[GIVEN PROBLEM] Write the rows as a numbered list with blank lines removed, starting at the line that contains "Practice. Find the distant tree" and ending at the line that contains "pixel 883 71", both included. List only those lines.

[INPUT ROWS]
-- -- --

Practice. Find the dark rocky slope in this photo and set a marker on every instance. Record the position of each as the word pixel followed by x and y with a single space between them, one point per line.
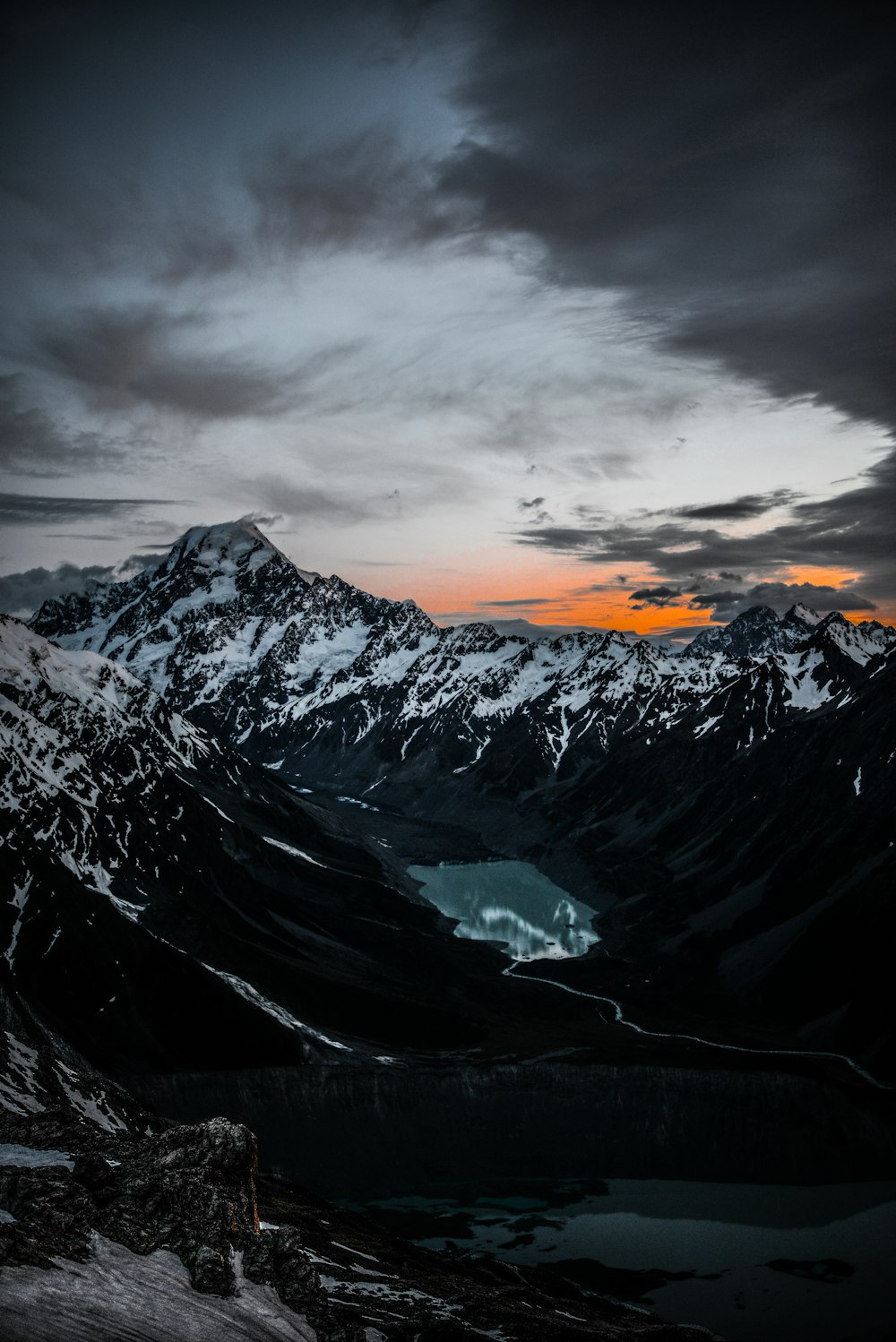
pixel 118 1226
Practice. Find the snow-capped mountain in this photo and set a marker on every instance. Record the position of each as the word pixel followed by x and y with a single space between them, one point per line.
pixel 321 681
pixel 170 905
pixel 733 800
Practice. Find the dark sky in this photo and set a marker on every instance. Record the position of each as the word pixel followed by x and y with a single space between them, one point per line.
pixel 580 312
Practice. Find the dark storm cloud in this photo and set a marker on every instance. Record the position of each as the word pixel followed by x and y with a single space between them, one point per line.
pixel 728 169
pixel 722 603
pixel 741 509
pixel 359 192
pixel 655 596
pixel 31 443
pixel 22 593
pixel 40 509
pixel 126 356
pixel 821 596
pixel 852 530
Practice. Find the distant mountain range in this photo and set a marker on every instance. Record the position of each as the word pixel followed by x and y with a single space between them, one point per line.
pixel 321 681
pixel 728 807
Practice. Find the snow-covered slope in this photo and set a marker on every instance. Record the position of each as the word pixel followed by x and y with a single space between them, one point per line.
pixel 168 903
pixel 318 679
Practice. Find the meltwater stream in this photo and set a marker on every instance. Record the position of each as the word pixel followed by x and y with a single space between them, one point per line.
pixel 750 1260
pixel 513 902
pixel 510 902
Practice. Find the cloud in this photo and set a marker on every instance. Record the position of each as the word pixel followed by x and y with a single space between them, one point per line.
pixel 730 173
pixel 22 593
pixel 821 596
pixel 723 604
pixel 852 530
pixel 141 355
pixel 520 600
pixel 31 443
pixel 361 192
pixel 40 509
pixel 741 509
pixel 655 596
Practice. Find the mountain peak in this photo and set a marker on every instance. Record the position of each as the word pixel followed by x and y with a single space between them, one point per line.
pixel 802 612
pixel 228 546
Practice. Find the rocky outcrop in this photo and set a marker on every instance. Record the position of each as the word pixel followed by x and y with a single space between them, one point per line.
pixel 99 1232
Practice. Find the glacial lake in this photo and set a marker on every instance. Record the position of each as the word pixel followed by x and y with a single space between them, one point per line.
pixel 510 902
pixel 753 1263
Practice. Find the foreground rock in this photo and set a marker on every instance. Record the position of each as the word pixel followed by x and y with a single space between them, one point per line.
pixel 116 1226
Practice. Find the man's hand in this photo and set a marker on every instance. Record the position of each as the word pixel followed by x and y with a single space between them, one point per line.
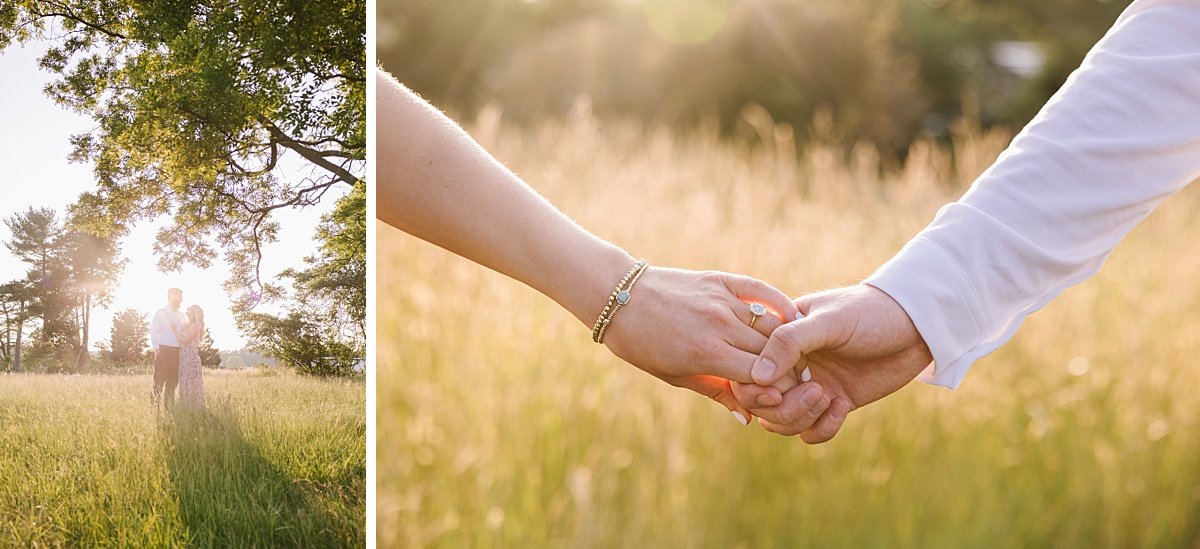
pixel 693 330
pixel 859 345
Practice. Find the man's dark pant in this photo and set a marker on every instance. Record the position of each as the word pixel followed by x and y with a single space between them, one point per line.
pixel 166 373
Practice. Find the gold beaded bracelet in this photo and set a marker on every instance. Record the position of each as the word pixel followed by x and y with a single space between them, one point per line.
pixel 618 297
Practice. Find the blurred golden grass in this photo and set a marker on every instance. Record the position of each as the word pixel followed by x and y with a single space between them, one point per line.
pixel 276 460
pixel 502 424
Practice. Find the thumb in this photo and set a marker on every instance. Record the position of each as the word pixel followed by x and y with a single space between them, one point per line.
pixel 789 345
pixel 719 388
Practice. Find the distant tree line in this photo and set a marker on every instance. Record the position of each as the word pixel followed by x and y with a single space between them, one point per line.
pixel 883 71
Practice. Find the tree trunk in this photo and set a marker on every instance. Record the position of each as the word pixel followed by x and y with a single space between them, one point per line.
pixel 16 351
pixel 85 317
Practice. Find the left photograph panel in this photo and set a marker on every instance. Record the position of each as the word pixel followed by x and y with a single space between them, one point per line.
pixel 183 273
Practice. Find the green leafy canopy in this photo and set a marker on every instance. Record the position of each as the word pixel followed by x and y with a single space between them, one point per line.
pixel 197 106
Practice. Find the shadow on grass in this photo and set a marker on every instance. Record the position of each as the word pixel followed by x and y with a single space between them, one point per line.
pixel 231 495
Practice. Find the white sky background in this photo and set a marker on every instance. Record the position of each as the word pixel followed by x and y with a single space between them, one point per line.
pixel 34 148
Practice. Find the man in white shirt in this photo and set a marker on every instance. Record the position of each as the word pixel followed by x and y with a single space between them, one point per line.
pixel 1121 136
pixel 166 347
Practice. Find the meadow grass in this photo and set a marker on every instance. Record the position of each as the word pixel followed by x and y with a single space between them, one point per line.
pixel 274 460
pixel 502 424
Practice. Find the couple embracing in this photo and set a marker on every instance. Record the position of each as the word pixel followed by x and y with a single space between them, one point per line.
pixel 175 338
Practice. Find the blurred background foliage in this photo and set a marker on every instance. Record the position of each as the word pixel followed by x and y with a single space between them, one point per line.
pixel 880 71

-- -- --

[RESULT FOR THIS EXERCISE]
1. Practice. Find the distant tree line in this photo and set a marker on every instance. Record the position of each as the word pixel followed by x and y with a single space between them, one point per line.
2. pixel 883 71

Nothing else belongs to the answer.